_Text block_.
I do wonder what an arm64 PAC-based CFI might look like. I prefer things
be hard-coded as kCFI is doing, but it'd be nice to be able to directly
measure performance and size overheads comparing the various methods.
Peter Zijlstra April 20, 2022, 7:40 a.m. UTC | #2
On Tue, Apr 19, 2022 at 05:42:30PM -0700, joao@overdrivepizza.com wrote:
> @PeterZ @JoshP
> 
> I'm a bit unaware of the details on why the objtool approach to bypass ENDBRs
> was removed from the IBT series. Is this approach now sensible considering that
> it is a requirement for a new/enhanced feature? If not, how extending the Linker
> to emit already fixed offsets sounds like?

Josh hates objtool modifying actualy code. He much prefers objtool only
emits out of band data.

Now, I did sneak in that jump_label nop'ing, and necessity (broken
compilers) had us do the KCOV nop'ing in noinstr, but if you look at the
recent objtool series here:

  https://lkml.kernel.org/r/cover.1650300597.git.jpoimboe@redhat.com

you'll see his thoughs on that :-)

Now, I obviously don't mind, it's easy enough to figure out what objtool
actually does with something like:

  $ OBJTOOL_ARGS="--backup" make O=ibt-build/ -j$lots vmlinux
  $ objdiff.sh ibt-build/vmlinux.o

Where objdiff.sh is the below crummy script.

Now, one compromise that I did get out of Josh was that he objected less
to rewriting relocations than to rewriting the immediates. From my
testing the relocations got us the vast majority of direct call sites,
very few are immediates.

Josh, any way you might reconsider all that? :-)

_Required task 1_. Convert the lines of the listing, from the line with "of the woman's" up to and including the line with "Target: black metal fence", into a JSON list of strings with one string per line and blank lines omitted.
_Required task 2_. Carry on the kernel mailing-list discussion about objtool from where it stops.
The listing that follows has no connection to the kernel mailing-list discussion.

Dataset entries
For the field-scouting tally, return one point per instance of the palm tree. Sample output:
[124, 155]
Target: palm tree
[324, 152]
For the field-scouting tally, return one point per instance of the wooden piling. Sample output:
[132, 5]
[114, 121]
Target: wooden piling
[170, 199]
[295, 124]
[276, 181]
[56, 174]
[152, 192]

--

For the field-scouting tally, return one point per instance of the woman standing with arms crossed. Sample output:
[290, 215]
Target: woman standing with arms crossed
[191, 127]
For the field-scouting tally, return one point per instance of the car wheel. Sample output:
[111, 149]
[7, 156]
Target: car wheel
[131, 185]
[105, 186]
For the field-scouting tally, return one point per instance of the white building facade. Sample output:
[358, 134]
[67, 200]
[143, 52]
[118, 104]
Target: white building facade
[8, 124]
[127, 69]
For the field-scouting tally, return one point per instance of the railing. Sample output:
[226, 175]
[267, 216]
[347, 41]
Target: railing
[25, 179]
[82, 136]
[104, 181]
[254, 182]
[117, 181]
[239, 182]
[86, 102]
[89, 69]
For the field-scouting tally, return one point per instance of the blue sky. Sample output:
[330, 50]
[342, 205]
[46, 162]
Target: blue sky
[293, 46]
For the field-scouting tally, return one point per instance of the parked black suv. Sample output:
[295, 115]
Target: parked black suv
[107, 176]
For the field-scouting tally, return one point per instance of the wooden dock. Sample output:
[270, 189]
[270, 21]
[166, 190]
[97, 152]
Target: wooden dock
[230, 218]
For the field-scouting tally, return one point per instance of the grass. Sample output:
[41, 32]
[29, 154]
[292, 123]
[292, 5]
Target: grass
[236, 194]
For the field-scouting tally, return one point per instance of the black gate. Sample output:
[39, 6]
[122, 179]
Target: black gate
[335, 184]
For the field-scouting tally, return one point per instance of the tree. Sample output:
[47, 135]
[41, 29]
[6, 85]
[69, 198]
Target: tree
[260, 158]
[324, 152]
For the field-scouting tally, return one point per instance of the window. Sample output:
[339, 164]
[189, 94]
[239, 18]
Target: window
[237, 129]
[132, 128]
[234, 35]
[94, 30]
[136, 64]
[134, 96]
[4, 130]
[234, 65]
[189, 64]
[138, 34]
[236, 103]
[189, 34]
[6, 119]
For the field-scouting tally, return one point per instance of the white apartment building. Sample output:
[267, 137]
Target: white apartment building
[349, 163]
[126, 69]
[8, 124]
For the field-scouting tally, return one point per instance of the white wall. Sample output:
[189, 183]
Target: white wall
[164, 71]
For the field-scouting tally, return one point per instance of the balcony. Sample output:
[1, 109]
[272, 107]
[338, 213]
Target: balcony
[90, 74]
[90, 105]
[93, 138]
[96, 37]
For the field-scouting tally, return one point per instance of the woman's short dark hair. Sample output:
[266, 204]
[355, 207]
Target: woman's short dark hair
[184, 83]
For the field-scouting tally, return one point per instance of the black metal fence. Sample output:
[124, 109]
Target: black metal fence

_Written response 1_.
[
  "For the field-scouting tally, return one point per instance of the woman's short dark hair. Sample output:",
  "[266, 204]",
  "[355, 207]",
  "Target: woman's short dark hair",
  "[184, 83]",
  "For the field-scouting tally, return one point per instance of the black metal fence. Sample output:",
  "[124, 109]",
  "Target: black metal fence"
]

_Written response 2_.
---
#!/bin/bash

name=$1
pre=${name}.orig
post=${name}

function to_text {
	obj=$1
	( objdump -wdr $obj;
	  readelf -W --relocs --symbols $obj |
		  awk '/^Relocation section/ { $6=0 } { print $0 }'
	) > ${obj}.tmp
}

to_text $pre
to_text $post

diff -u ${pre}.tmp ${post}.tmp

rm ${pre}.tmp ${post}.tmp
Josh Poimboeuf April 20, 2022, 3:17 p.m. UTC | #3
On Wed, Apr 20, 2022 at 09:40:44AM +0200, Peter Zijlstra wrote:
> On Tue, Apr 19, 2022 at 05:42:30PM -0700, joao@overdrivepizza.com wrote:
> > @PeterZ @JoshP
> > 
> > I'm a bit unaware of the details on why the objtool approach to bypass ENDBRs
> > was removed from the IBT series. Is this approach now sensible considering that
> > it is a requirement for a new/enhanced feature? If not, how extending the Linker
> > to emit already fixed offsets sounds like?
> 
> Josh hates objtool modifying actualy code. He much prefers objtool only
> emits out of band data.
> 
> Now, I did sneak in that jump_label nop'ing, and necessity (broken
> compilers) had us do the KCOV nop'ing in noinstr, but if you look at the
> recent objtool series here:
> 
>   https://lkml.kernel.org/r/cover.1650300597.git.jpoimboe@redhat.com
> 
> you'll see his thoughs on that :-)
> 
> Now, I obviously don't mind, it's easy enough to figure out what objtool
> actually does with something like:
> 
>   $ OBJTOOL_ARGS="--backup" make O=ibt-build/ -j$lots vmlinux
>   $ objdiff.sh ibt-build/vmlinux.o
> 
> Where objdiff.sh is the below crummy script.
> 
> Now, one compromise that I did get out of Josh was that he objected less
> to rewriting relocations than to rewriting the immediates. From my
> testing the relocations got us the vast majority of direct call sites,
> very few are immediates.
> 
> Josh, any way you might reconsider all that? :-)

If I remember correctly, the goal of --ibt-fix-direct was to avoid
hitting unnecessary ENDBRs, which basically decode to NOPs, so the
ghastly hack wasn't worth it.

If FineIBT needs it, I could reconsider.  But I think there's a strong
case to be made that the linker should be doing that instead.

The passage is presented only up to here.